(Fragmento seleccionado)
⁂

No es raro que a Jamison la hayan comparado hasta la saciedad con Joan Didion y con Susan Sontag, pues es verdad que, incluso ante las taras de su escritura, al leerla hay un latido que nos remite a la rotundidad de esas dos bestias. Dichas comparaciones, por lo tanto, van más allá del mero blurb. La herencia de Didion la intuimos en su manera de introducir el yo en sus investigaciones. Se trata de un yo sincero, consciente de lo pertinente o molesta que puede llegar a resultar su exposición: la periodista está ahí, sí, es omnipresente, pero no es el centro. En una época en la que asistimos a la extrema “documentalización” de la vida propia en redes sociales, la escritura de Jamison recuerda que, en verdad, al contar una historia el yo es tan importante como saber borrarlo. A este respecto, los capítulos más cerrados de Gritar, arder, sofocar las llamas, son aquellos en los que la autora reconoce sus debilidades y sus dudas hacia los entrevistados, y en los que pone en jaque todo lo que creía saber sobre el tema que investiga. Hablo, por ejemplo, de Nos contamos historias para poder volver a vivir, de Allá arriba, en Jaffna, y de El humo real, ensayos de estilos y ritmos dispares, pero con una temática común que es la que atraviesa todo el libro: la de la obsesión del ser humano por vivir otras vidas cuando la suya le empieza a parecer dolorosa, oscura y mediocre.

Las personas se empeñan en demostrar que deben cambiar de vida, que su avatar es más importante que su carne, que su identidad no es estanca o que el siguiente paso no es la muerte sino la reencarnación

Es con esa mirada atenta ante el dolor de los demás —un gesto tan filosóficamente sontagiano— cuando Jamison se lanza a recopilar historias de personas que, de un modo u otro, están empeñadas en demostrar que deben cambiar de vida, que su avatar es más importante que su carne, que su identidad no es estanca o que el siguiente paso no es la muerte sino la reencarnación. ¿Por qué deseamos ser siempre algo más que nosotros mismos? ¿Por qué nos causa tanto dolor la imposibilidad de protagonizar otras vidas, en otros cuerpos, con otros nombres? ¿Ha dejado de ser un consuelo la ficción?

La última parte del libro está reservada a la intimidad de la autora, como si las preguntas que antes se hizo para escribir sobre los otros ahora tuviera que responderlas ante un juicioso espejo. Llagadas a este punto, y retomando las palabras de la autora, podría decirse que si ella nos cuenta historias es solo para poder volver a vivir.

⁂

(Datos proporcionados)
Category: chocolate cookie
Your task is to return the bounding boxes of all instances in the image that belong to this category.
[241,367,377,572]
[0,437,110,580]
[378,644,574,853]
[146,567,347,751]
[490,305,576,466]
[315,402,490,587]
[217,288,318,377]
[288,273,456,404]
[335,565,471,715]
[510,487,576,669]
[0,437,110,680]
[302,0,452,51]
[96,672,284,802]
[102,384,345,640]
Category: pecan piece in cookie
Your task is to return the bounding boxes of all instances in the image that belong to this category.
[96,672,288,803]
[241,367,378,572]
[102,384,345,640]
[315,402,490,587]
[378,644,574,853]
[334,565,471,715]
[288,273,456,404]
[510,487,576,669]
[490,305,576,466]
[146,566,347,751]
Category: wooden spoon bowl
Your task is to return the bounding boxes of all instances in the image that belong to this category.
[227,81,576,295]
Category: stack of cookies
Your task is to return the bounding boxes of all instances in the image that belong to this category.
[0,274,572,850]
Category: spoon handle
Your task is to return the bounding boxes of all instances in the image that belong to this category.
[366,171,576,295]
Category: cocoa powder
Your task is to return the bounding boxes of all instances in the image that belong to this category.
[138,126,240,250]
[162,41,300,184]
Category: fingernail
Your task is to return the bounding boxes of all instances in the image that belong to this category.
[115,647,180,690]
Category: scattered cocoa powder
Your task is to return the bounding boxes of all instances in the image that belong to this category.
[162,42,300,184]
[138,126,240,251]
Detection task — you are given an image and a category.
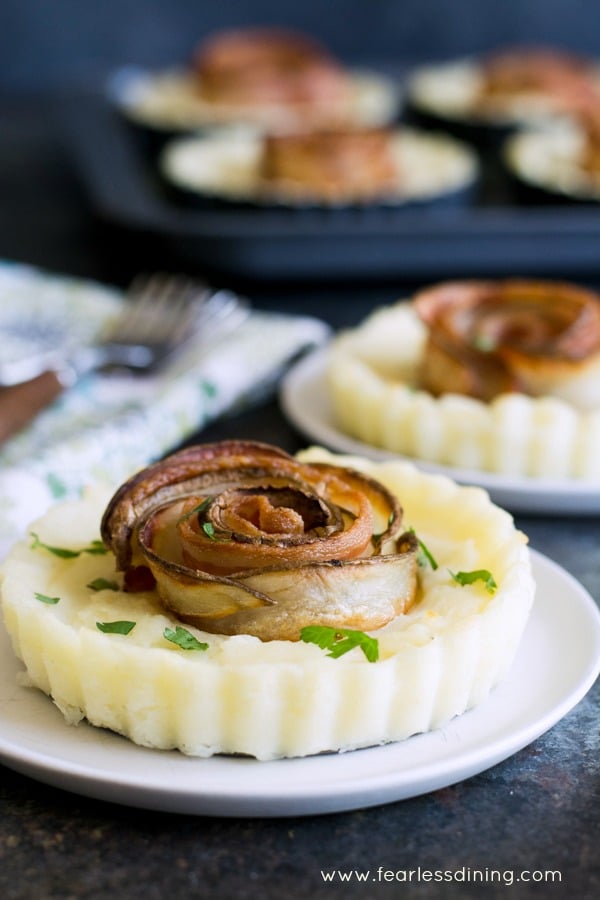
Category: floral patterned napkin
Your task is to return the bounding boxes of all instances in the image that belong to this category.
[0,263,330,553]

⁂

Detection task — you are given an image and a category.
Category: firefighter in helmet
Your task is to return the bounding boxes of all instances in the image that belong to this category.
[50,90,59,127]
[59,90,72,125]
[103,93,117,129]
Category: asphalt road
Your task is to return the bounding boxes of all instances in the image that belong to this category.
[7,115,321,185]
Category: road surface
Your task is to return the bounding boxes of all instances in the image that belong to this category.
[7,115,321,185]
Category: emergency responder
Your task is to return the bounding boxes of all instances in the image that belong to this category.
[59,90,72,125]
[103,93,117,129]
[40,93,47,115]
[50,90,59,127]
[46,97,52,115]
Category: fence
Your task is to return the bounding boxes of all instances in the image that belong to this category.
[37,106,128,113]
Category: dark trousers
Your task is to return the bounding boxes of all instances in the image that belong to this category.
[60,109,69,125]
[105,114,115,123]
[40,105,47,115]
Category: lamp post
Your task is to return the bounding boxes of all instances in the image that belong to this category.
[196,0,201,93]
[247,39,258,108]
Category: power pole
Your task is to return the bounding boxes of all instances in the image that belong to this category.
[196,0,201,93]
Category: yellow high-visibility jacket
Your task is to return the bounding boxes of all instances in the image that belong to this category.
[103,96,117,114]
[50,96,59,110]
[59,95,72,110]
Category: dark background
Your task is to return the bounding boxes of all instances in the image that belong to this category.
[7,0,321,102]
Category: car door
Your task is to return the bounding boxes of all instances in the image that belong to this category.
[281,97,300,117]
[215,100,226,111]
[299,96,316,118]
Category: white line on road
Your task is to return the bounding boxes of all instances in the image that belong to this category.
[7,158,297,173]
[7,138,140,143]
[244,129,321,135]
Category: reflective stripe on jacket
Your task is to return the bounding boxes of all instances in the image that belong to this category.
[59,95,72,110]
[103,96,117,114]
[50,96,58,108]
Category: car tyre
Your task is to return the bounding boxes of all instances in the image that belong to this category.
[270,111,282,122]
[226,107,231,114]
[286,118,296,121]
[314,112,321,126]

⁂

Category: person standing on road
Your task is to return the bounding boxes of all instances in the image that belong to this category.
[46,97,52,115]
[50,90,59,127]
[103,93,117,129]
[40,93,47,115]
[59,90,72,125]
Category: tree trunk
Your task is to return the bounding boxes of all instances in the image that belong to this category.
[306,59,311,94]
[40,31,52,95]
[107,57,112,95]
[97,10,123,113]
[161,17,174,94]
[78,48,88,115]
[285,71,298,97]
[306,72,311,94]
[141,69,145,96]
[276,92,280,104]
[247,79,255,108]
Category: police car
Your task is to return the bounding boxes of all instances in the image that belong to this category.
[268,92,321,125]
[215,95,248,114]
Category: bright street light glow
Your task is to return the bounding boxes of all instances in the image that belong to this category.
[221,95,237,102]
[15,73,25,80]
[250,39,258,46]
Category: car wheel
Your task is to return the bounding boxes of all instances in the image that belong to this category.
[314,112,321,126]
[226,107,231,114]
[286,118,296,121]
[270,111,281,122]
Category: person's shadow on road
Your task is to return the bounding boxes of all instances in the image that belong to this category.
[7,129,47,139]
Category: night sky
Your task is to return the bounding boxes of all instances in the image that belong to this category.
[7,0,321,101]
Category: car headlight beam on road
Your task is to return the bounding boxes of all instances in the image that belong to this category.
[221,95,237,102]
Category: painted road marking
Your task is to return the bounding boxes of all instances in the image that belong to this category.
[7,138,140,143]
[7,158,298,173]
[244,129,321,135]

⁂

(Tareas)
1. Resume el fragmento en dos oraciones.
2. Vuelve a escribir las líneas de las filas que empiezan en la que contiene "Category: dark trousers" y terminan en la que contiene "[40,105,47,115]", ambas incluidas.
El fragmento y las filas son materiales independientes entre sí.

(Respuestas del ejercicio)
1. El fragmento compara la escritura de Jamison con la de Joan Didion y Susan Sontag, y señala que en Gritar, arder, sofocar las llamas la autora introduce un yo sincero que está presente sin ser el centro. El libro recopila historias de personas obsesionadas con vivir otras vidas cuando la suya les parece dolorosa, oscura y mediocre, y reserva su última parte a la intimidad de la autora.

2.
Category: dark trousers
Your task is to return the bounding boxes of all instances in the image that belong to this category.
[60,109,69,125]
[105,114,115,123]
[40,105,47,115]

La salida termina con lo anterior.